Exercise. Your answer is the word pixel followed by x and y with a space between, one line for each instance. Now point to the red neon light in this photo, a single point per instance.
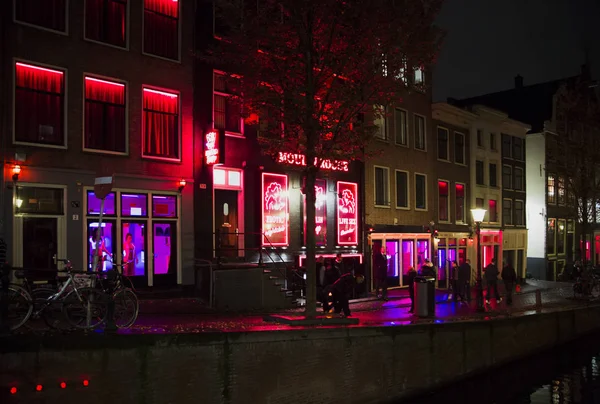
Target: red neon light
pixel 39 68
pixel 275 216
pixel 320 213
pixel 300 160
pixel 211 149
pixel 347 212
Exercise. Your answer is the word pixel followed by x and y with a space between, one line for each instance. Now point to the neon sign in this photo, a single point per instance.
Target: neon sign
pixel 300 160
pixel 211 150
pixel 347 213
pixel 320 213
pixel 275 209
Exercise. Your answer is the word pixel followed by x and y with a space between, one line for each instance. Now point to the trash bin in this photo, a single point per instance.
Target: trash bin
pixel 424 296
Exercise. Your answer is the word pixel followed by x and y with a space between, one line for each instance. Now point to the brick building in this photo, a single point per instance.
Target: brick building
pixel 98 88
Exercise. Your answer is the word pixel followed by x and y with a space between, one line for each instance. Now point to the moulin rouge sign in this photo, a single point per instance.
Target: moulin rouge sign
pixel 347 212
pixel 300 160
pixel 275 209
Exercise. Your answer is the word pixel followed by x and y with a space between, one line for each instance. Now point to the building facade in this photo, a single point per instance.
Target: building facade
pixel 89 94
pixel 400 180
pixel 454 241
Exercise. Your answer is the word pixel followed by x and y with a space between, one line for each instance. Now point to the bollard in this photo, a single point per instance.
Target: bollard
pixel 538 300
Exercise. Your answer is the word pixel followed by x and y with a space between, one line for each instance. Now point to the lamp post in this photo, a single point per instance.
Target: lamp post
pixel 478 215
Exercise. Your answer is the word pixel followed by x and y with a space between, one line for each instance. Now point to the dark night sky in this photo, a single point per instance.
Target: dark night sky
pixel 488 42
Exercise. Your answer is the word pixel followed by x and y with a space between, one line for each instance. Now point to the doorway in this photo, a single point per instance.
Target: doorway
pixel 226 222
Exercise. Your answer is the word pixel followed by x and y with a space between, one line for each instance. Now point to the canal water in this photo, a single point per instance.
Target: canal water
pixel 569 374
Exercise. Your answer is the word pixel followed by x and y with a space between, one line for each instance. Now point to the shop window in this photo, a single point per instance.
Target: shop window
pixel 134 205
pixel 382 192
pixel 161 28
pixel 443 201
pixel 106 21
pixel 401 127
pixel 551 189
pixel 49 14
pixel 227 113
pixel 39 105
pixel 164 206
pixel 459 148
pixel 105 116
pixel 161 125
pixel 420 191
pixel 443 152
pixel 492 211
pixel 40 201
pixel 459 190
pixel 551 237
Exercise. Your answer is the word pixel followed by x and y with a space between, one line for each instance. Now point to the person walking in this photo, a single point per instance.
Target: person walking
pixel 509 276
pixel 491 277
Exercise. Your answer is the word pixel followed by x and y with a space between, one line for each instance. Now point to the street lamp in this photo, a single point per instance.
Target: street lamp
pixel 478 215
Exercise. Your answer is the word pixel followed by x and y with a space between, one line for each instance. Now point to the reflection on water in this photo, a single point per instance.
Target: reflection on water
pixel 570 374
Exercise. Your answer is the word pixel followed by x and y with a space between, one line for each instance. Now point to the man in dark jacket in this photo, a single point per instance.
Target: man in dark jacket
pixel 380 272
pixel 509 276
pixel 491 277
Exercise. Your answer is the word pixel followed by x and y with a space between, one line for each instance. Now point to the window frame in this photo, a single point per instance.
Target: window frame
pixel 447 160
pixel 179 36
pixel 179 124
pixel 127 27
pixel 425 209
pixel 100 151
pixel 449 218
pixel 65 72
pixel 406 128
pixel 28 24
pixel 388 202
pixel 408 193
pixel 415 116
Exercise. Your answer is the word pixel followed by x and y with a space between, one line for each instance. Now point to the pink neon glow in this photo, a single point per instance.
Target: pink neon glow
pixel 301 258
pixel 275 217
pixel 39 68
pixel 105 82
pixel 347 213
pixel 161 93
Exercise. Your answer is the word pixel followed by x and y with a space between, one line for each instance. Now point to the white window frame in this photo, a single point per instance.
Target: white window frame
pixel 415 116
pixel 449 220
pixel 127 90
pixel 65 106
pixel 408 193
pixel 426 192
pixel 386 190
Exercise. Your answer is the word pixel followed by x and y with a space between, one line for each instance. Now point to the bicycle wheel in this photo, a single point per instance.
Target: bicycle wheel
pixel 126 308
pixel 85 308
pixel 20 307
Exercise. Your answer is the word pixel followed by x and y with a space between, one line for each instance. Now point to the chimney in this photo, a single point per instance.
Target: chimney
pixel 518 81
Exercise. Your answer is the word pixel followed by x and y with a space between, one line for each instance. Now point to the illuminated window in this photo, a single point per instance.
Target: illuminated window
pixel 443 201
pixel 105 116
pixel 161 28
pixel 227 114
pixel 161 124
pixel 49 14
pixel 106 21
pixel 460 202
pixel 39 105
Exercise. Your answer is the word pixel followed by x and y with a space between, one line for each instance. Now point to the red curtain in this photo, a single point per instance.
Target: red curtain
pixel 105 21
pixel 39 108
pixel 44 13
pixel 161 35
pixel 161 124
pixel 105 120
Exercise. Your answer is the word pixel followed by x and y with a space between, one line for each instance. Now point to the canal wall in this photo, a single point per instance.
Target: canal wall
pixel 341 365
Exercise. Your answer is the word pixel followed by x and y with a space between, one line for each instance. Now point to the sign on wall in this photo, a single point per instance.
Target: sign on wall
pixel 275 217
pixel 320 213
pixel 347 213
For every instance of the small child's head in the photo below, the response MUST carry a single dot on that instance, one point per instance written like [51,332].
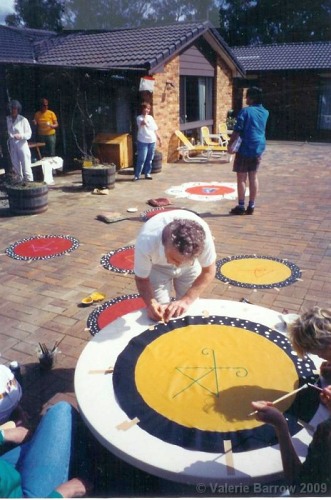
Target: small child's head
[311,333]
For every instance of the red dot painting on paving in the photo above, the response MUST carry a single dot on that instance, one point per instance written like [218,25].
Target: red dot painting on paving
[120,260]
[205,191]
[113,309]
[148,214]
[42,247]
[210,190]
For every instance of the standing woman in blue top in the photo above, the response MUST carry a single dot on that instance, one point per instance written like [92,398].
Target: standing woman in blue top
[146,142]
[250,127]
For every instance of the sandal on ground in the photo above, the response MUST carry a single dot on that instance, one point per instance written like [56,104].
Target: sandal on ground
[237,211]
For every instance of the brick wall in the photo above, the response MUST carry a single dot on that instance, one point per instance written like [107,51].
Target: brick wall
[223,92]
[165,104]
[292,100]
[166,108]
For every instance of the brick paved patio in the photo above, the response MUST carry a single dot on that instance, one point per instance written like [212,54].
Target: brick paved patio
[40,299]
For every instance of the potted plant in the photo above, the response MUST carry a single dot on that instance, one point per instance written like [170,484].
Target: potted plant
[98,175]
[27,198]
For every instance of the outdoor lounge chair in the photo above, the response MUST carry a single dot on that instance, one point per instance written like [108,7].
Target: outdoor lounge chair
[208,140]
[204,153]
[217,148]
[223,134]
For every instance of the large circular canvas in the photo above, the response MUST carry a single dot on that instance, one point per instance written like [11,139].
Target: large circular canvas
[42,247]
[257,271]
[190,382]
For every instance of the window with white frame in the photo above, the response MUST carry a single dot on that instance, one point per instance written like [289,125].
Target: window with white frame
[324,115]
[196,98]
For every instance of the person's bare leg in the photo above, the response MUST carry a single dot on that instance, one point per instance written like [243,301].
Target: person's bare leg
[253,190]
[253,186]
[241,185]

========================================

[DIRECTIONS]:
Set the material above down again word for word. Include none of its pictures.

[THE ANSWER]:
Exercise. Your answer is the word pixel followed by x and y with a space between, one line for each instance. Now point to the red neon light in this photo, a single point per instance.
Target: red neon light
pixel 39 68
pixel 275 216
pixel 320 213
pixel 300 160
pixel 211 149
pixel 347 212
Exercise. Your answer is the word pixel followed by x and y with a space between, one line for each instance. Now point to the neon sign in this photo, a single point per instance.
Target: neon sign
pixel 300 160
pixel 211 150
pixel 347 213
pixel 320 213
pixel 275 209
Exercise. Your answer is the word pixel followed by x and y with a space between, one line for each instance. Now point to the trash bin in this photo, a single point per instance.
Target: trash bin
pixel 424 296
Exercise. Your answer is the word pixel followed by x and y with a space between, one line for each instance. Now point to the brick building in this photo, a single point per instance.
Target: brick building
pixel 98 88
Exercise. Your answer is the word pixel followed by x and y with a space between, one line for each instance. Now point to the moulin rouge sign in this photo, a single point per instance.
Target: moulin rouge sign
pixel 347 212
pixel 300 160
pixel 275 209
Exercise. Your answer is the word pixel followed by x and y with a space between, one line for each instance. Now point to the building facade in this photo, a single point per instance.
Target: building facade
pixel 89 94
pixel 400 180
pixel 454 241
Exercise. Your answer is the word pixel followed by x and y with a space between, one line for each instance. Now point to the bollard in this photo, a single point per instance.
Target: bollard
pixel 538 300
Exercise. Your answer is the word pixel followed by x and y with a space between, one line for each instance. Now point to the lamp post in this photo, a single point per instance.
Target: lamp post
pixel 478 215
Exercise. Your answer is the word pixel followed by x and y with a space between, one line for each instance. Now point to the dark night sky in this photo, a single point per instance.
Target: dark night sky
pixel 488 42
Exercise. Your answer is the word pixel followed by x and y with a space between, one line for each instance. Now point to the doorway in this photo, a single point per instance.
Target: doorway
pixel 226 222
Exercise. Your answer is the word pixel followed by x and y with a space between, one line for each instance. Now point to the canal water in this photo, a single point per instance.
Target: canal water
pixel 569 374
Exercise. Your answer is the word pixel followed by x and y with a space between, one line for each instance. Now point to the shop window in this photo, a single point per instance.
Target: shop window
pixel 134 205
pixel 382 192
pixel 161 28
pixel 443 201
pixel 106 21
pixel 401 127
pixel 551 189
pixel 49 14
pixel 227 113
pixel 39 105
pixel 164 206
pixel 459 148
pixel 105 116
pixel 161 125
pixel 420 191
pixel 443 152
pixel 492 211
pixel 40 201
pixel 459 190
pixel 551 237
Exercise. Your answer is the word pixel followed by x and y with a space between, one line for each instance. Now point to the person walking in this photo, a single point per instance.
Target: person walking
pixel 509 276
pixel 491 277
Exercise. Your answer is the word pixel followed by x and y with a space between, one line for each instance. Now point to the street lamp in this photo, a single point per instance.
Target: street lamp
pixel 478 215
Exercise. Your answer is the word pixel followed by x and y with a space between, one line for each instance. Now point to the reflection on water in this photo, a single point per instance.
Target: reflection on water
pixel 570 374
Exercise. Your answer is the word pixel followed by x and y with a space between, one line for each instance. Now point to the man in dark jacket in this photo, a single point per instance.
Target: man in dark jacket
pixel 380 272
pixel 509 276
pixel 491 277
Exercise. Your answer is the word pixel followed by x and y with a space between, one line for each instance. Now point to the window frame in this photo, a single point per instance.
Target: window frame
pixel 447 160
pixel 179 36
pixel 179 124
pixel 127 27
pixel 425 209
pixel 100 151
pixel 449 218
pixel 65 72
pixel 406 128
pixel 28 24
pixel 388 202
pixel 408 193
pixel 415 116
Exercise. Your answer is the word pixel followed by x and y with a space between, one line for each instance. Now point to the pink neon glow in this photo, a single point per instance.
Target: pink neon glow
pixel 301 258
pixel 275 217
pixel 39 68
pixel 105 82
pixel 347 213
pixel 161 93
Exercise. Your answer is the word pixel followed by x and y with a space between, one line for each instance. Now point to the white window frame in this photo, a single point per instance.
Target: white window frame
pixel 415 116
pixel 449 220
pixel 127 90
pixel 65 106
pixel 408 193
pixel 426 192
pixel 386 190
Exercise. Your answer is the word pixel followed by x and y with a space between, one line for each instance. Now point to the bicycle wheel in this photo, a single point per instance.
Target: bicycle wheel
pixel 126 308
pixel 85 308
pixel 20 307
Exercise. Your answer is the word pixel followed by x and y with a space between, one line for each instance. Now point to the chimney in this photo, a single point per instance.
Target: chimney
pixel 518 81
Exercise. Your answer is the word pixel followed by x and y with a space between, one line for each instance. Now point to the illuminated window in this photo, a single point per instance.
Target: illuminated window
pixel 443 201
pixel 105 116
pixel 161 28
pixel 227 114
pixel 161 124
pixel 49 14
pixel 106 21
pixel 460 202
pixel 39 105
Exercise. Your answer is the word pixel followed by x and y with a space between, one line for each instance. Now point to the red curtain in this photo, a single point per instance.
Target: red curtain
pixel 105 21
pixel 39 108
pixel 44 13
pixel 161 35
pixel 161 124
pixel 105 120
Exercise. Your answer is the word pixel followed by x and y with a space between, one line for each instance. Now point to the canal wall in this photo, a single point per instance.
Target: canal wall
pixel 341 365
Exercise. Your answer is the word pixel followed by x and y with a space between, one line for each instance. Now point to the sign on wall in this photo, a single point per instance.
Target: sign on wall
pixel 275 217
pixel 320 213
pixel 347 213
For every instance of the small child's head in the photo below, the response MUST carry a single dot on that instance, one point per instance written like [51,332].
Target: small child's head
[311,333]
For every instance of the red dot painting on paving in the photo above, the response MUST carry a single dot on that instance, one point per instance written like [218,25].
Target: red dot painting on paving
[120,260]
[205,191]
[113,309]
[148,214]
[42,247]
[210,190]
For every instance of the standing woman in blue top in the photo above, the response MUST carry a single dot on that instance, one point per instance written like [92,398].
Target: standing woman in blue top
[146,142]
[250,127]
For every instance of the sandal on ground in the photo above, the response MUST carry a single dot on that instance, one point per instance written like [56,104].
Target: sandal on ground
[237,211]
For every instance of the brick wall in the photo above, the response MUST carry a single dot on that instance, one point per instance written like [107,51].
Target: brick wall
[223,92]
[165,104]
[292,100]
[166,108]
For every instance of the brick paved patio in the photo above, the response MUST carry a single dot on that instance, one point per instance written like [212,54].
Target: brick paved patio
[40,299]
For every instance of the potted plant in the photo above, the response MUST carry a single dot on that instance, one point per instance written like [170,484].
Target: potted plant
[98,175]
[27,198]
For every instance of the outdoor lounge chair in the photo above, the response MUST carry a single dot on that instance, one point per instance written like [108,7].
Target: outdoor lounge chair
[208,140]
[204,153]
[217,148]
[223,134]
For every instance of the large circular canvas in the photo above, the response MUST carry a single dot on that instance, one point per instance written like [11,139].
Target: large circular canvas
[42,247]
[257,271]
[190,382]
For every instance of the window with white frame in the photo above, the response MUST carry a single dot on that instance, one point per instance written like [289,125].
Target: window with white frame
[324,115]
[196,98]
For every instance of the person's bare leg in the photo above, the response MUST carry a single dot on that instance, one point per instance written like [243,301].
Target: person's bare leg
[253,190]
[253,186]
[241,185]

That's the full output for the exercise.